# [YOUR OBJECTIVE]
Copy every line of the listing below with "shorts" changed to "trunks" and nothing else altered. Omit the pictures.
— Start —
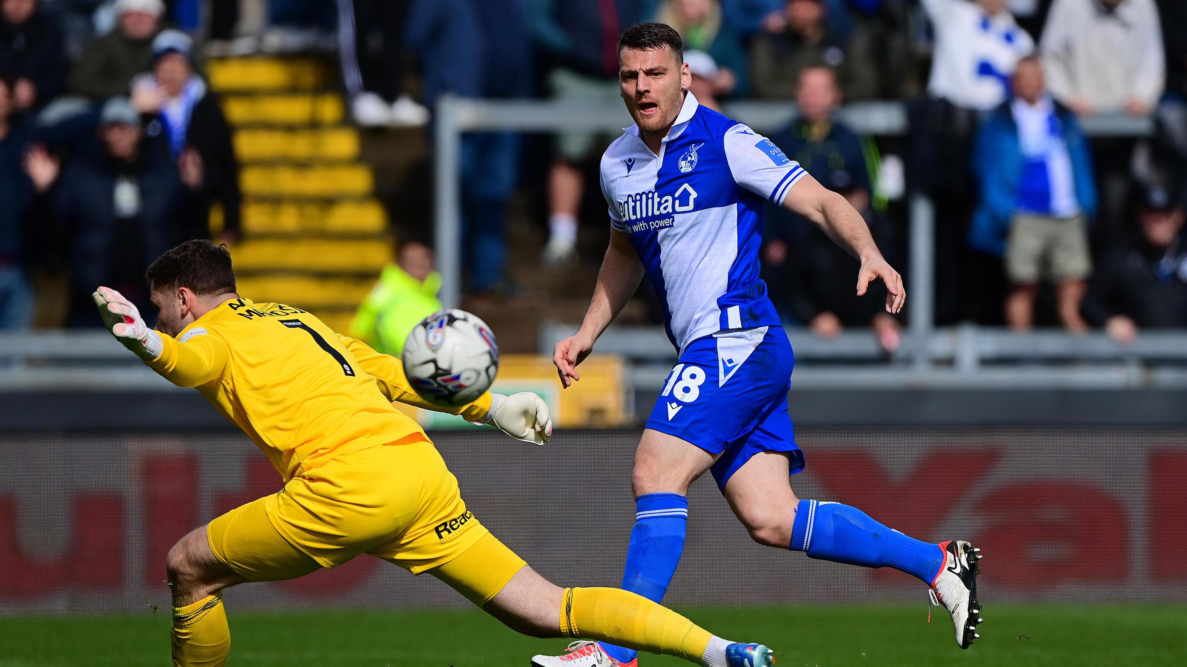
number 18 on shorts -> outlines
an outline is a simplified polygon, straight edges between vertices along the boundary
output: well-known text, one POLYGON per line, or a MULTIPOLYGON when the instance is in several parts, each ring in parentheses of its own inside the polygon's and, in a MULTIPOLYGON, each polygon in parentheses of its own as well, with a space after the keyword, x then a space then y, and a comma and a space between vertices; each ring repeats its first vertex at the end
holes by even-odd
POLYGON ((647 427, 721 453, 712 469, 719 485, 760 451, 795 451, 799 457, 787 414, 793 364, 780 328, 693 341, 665 379, 647 427))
— End —
# [EXERCISE RESPONSE]
number 18 on trunks -> outlines
an outline is a simplified polygon, straight edges between vertices along the boundary
output: well-known text, one POLYGON per line, or a MULTIPOLYGON when the instance is in several parts, each ring in parentheses of its own inside the polygon's and, in a MULTIPOLYGON, each polygon in parentheses of its own as well, with a space after the keyword, x then a space then y, and a comma and a space between vertices; each ring repeats its first vertex at the end
holes by even-odd
POLYGON ((647 427, 721 453, 712 469, 719 485, 760 451, 795 451, 799 457, 787 414, 793 364, 780 328, 693 341, 665 379, 647 427))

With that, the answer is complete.